* _Exercise goal_:
Transcribe every entry below word for word, without the pictures.
★ ★ ★
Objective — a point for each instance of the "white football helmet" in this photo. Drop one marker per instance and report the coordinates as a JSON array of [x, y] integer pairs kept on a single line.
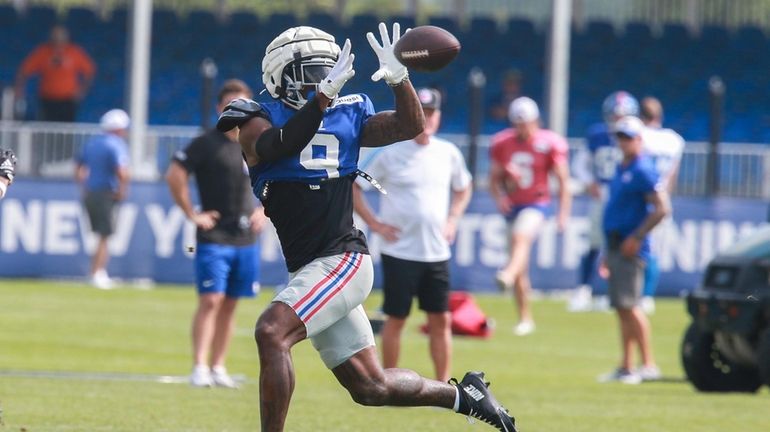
[[298, 58]]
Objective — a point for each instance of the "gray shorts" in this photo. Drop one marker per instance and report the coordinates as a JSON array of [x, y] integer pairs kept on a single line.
[[326, 294], [626, 280], [100, 206]]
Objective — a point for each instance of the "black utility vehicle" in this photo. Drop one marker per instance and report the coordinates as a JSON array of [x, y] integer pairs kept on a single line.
[[727, 346]]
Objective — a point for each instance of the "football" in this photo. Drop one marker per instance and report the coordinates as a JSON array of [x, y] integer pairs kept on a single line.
[[426, 48]]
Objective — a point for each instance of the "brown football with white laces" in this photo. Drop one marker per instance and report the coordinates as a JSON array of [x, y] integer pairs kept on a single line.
[[426, 48]]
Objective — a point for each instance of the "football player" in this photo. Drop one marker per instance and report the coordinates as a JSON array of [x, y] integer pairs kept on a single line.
[[664, 147], [595, 167], [302, 151], [7, 170], [521, 159]]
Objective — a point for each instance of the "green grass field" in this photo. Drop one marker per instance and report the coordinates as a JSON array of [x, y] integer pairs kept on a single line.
[[548, 379]]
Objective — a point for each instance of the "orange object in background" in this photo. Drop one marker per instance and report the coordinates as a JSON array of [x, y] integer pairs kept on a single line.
[[60, 70]]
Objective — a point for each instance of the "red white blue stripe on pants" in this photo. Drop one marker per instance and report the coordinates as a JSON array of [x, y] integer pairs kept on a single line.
[[328, 287]]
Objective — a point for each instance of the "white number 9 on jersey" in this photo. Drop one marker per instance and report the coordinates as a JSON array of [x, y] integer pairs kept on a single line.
[[330, 146]]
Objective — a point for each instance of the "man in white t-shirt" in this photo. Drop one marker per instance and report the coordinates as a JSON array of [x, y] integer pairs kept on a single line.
[[664, 147], [428, 188]]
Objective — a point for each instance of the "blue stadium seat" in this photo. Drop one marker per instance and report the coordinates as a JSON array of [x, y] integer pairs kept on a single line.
[[8, 15], [280, 22], [448, 24], [600, 31], [240, 21], [405, 22], [675, 35], [80, 17], [638, 32], [324, 22], [41, 17]]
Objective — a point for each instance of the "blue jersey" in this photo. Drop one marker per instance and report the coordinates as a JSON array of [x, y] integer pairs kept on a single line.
[[333, 151], [605, 154], [103, 155], [627, 206], [309, 196]]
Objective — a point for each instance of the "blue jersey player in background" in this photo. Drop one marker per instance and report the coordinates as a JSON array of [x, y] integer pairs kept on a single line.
[[302, 151], [596, 167]]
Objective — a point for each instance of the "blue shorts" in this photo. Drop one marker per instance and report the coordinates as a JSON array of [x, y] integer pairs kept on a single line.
[[231, 270]]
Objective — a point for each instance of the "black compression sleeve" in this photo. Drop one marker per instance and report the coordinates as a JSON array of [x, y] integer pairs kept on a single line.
[[277, 143]]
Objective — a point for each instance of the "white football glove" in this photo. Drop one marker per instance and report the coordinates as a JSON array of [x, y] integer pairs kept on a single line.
[[340, 73], [390, 68]]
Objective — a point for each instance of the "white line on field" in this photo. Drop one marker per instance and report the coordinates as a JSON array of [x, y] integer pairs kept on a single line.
[[104, 376]]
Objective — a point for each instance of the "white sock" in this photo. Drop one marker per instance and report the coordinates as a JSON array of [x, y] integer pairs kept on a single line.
[[456, 407]]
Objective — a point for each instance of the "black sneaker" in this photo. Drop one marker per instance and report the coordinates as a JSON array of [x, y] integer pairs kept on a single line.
[[477, 402]]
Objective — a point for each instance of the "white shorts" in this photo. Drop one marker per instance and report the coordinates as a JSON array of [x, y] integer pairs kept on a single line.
[[326, 294], [529, 220], [596, 218]]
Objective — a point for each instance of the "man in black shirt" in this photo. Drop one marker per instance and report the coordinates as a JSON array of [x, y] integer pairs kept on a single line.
[[226, 256]]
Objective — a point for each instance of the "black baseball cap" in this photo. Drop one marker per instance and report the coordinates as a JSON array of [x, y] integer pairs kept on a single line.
[[429, 98]]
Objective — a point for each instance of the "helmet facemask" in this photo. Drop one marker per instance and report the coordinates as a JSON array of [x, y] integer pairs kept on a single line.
[[300, 79]]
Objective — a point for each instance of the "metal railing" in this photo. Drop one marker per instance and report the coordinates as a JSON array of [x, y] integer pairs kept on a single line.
[[48, 150]]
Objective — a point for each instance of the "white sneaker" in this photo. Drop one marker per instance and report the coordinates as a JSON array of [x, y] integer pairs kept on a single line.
[[648, 305], [621, 375], [201, 377], [501, 279], [524, 328], [601, 304], [221, 379], [649, 373], [102, 280], [580, 300]]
★ ★ ★
* _Correct result_:
Objective — a point for each instance of the "white football helmet" in this photo. Drop one marker per instance and report the coordinates as a JSON array of [x, y] integer pairs kept on a single line.
[[298, 58]]
Objective — a point for each instance of the "gray shorts" in this photo. Drop one marker per instance and report the coordinates as a JSON array of [x, y] integer pairs kept on a single line.
[[326, 294], [626, 280], [100, 206]]
Objective — a point for each instance of the "black utility vehicle" in this photo. Drop one marker per instance and report the coordinates as a JSON array of [x, y] integer pairs kept on a single line.
[[727, 346]]
Objective — a point for each instance of the "football" in this photo. Drop one marker per instance and report the coordinates as a JSON array of [x, y] integer pairs kept on a single line.
[[426, 48]]
Objective — a point for each instance of the "brown football with white laces" in this photo. Drop one marker per instance and report the coordinates as a JSON array of [x, y] integer pairs kept on a single line.
[[426, 48]]
Objective — a point for each instance of the "football player" in this photo. Drop one marker per instance and report the coordinates as a JSON array of [x, y] integer pairs kept on a single line.
[[664, 147], [595, 167], [302, 151], [7, 170], [521, 159]]
Objective — a point for each instance of the "green grass field" in this photo. Drop one marker per instance and report the coordinates as a JSON array of [x, y] integer pairs kept on a single line.
[[548, 379]]
Objective — a point for each instance of the "orange object in background" in this photo. Drop one marker per instance and report the coordinates as a JSON array of [x, y] integer pairs kept on a single line.
[[60, 70]]
Objective — a point for each instance of the "red white blue stripe on pants" in this photo. Drop one marker per instance and report the coordinates as a JSON array of [x, y] integer pairs kept on a single line.
[[328, 287]]
Objective — a point for each instance of the "white number 9 on jersey" in this photo. Drop one marker per instance and report the coordinates as a JSON array of [x, y] integer pairs kept on a single line.
[[330, 146]]
Objective — a point for each instance of the "man in white t-shirt" in this photo. Drop one marker per instance and report the coordinates as a JSON array of [x, y] integer pairs kept on a single line.
[[664, 147], [428, 188]]
Objective — a point for each instance of the "blue stadium seat" in this photo. Drop one marker per instance and report the coordinates as a JSON array of [x, y] integer pairs kept on a single line.
[[8, 15], [280, 22], [448, 24], [600, 31], [240, 21], [405, 22], [675, 35], [80, 17], [638, 32], [324, 22], [41, 17]]
Objective — a point for each instance of the "blue jersey" in this photo. Drop one marker per instance and report the coordinates as a JSON array of [x, y] integer pairs kept on a single line.
[[333, 151], [605, 154], [103, 155], [627, 206], [309, 196]]
Objective — a point for each instance of the "blue jersey player in background" in this photo. Drop one marker per instance and report the coordinates as a JSON array of [x, y] integer pairs kept on a single line.
[[302, 151], [596, 167]]
Objective — a point for each instance of the "blue shorts" in this photo. Drop one marker per instance and report the coordinates as a JSON array of [x, y] integer pairs kept on a single line.
[[231, 270]]
Objective — a point for each instance of the "black compression sleeve" in this photo. Drop one marker per instance and report the coordinates as a JSON array of [x, y] integer pairs kept on a single line.
[[277, 143]]
Objective — a point for each instance of the "white football glove" in this photo. Drop one marker per instance and report the coordinates as a JSON array of [x, y] integer pairs kept on a single line.
[[340, 73], [390, 68]]
Objective — a point for each instance of the "white line on field" in this photo. Drop one marker per instance and report the coordinates as a JSON array of [x, y] integer pairs kept on a single line.
[[104, 376]]
Objective — a point for each instance of the "white sock" in this photo. Drop one marker per instance and report the coordinates as a JSON array of [x, y] integer pairs kept on a single line.
[[456, 407]]
Objective — a point for each instance of the "black sneaker" in this photo. Drop one marker per instance and report the coordinates as a JSON array of [x, y] integer pairs kept on a single line.
[[477, 402]]
Objective — a point for each instance of the "white shorts" in this photo. Drop one marker per instance and report the coordinates as a JSON array of [x, y] integer pairs kept on a single line.
[[326, 294], [529, 220], [596, 218]]
Objective — a point for each instance of the "man in black shirt" in this photo. Drop one marker per instance and report the coordinates as a JSON array of [x, y] integer pairs kept on a single line.
[[226, 256]]
Objective — a point for each instance of the "black baseball cap" in this photo. Drop one marker per instance and report the coordinates as a JSON array of [x, y] integer pairs kept on a single line.
[[429, 98]]
Objective — a point for each instance of the "helmet facemask" in this photo. Drop one marker per instance and report the coordinates as a JSON array of [x, y] integer pairs kept on a single line.
[[300, 79]]
Objective — a point for each instance of the "metal railing" in this photo. Drop one marker per instance and report the coordinates as a JSON array of [x, y] integer pairs kept on a single line.
[[48, 150]]
Objective — a point for each instance of the "white sneaker" in this photo. Drop one marker per instance and report the coordinates as a JSON array of [x, y] integer pairs kept on a single line.
[[648, 305], [621, 375], [201, 377], [501, 279], [524, 328], [601, 304], [221, 379], [649, 373], [102, 280], [580, 300]]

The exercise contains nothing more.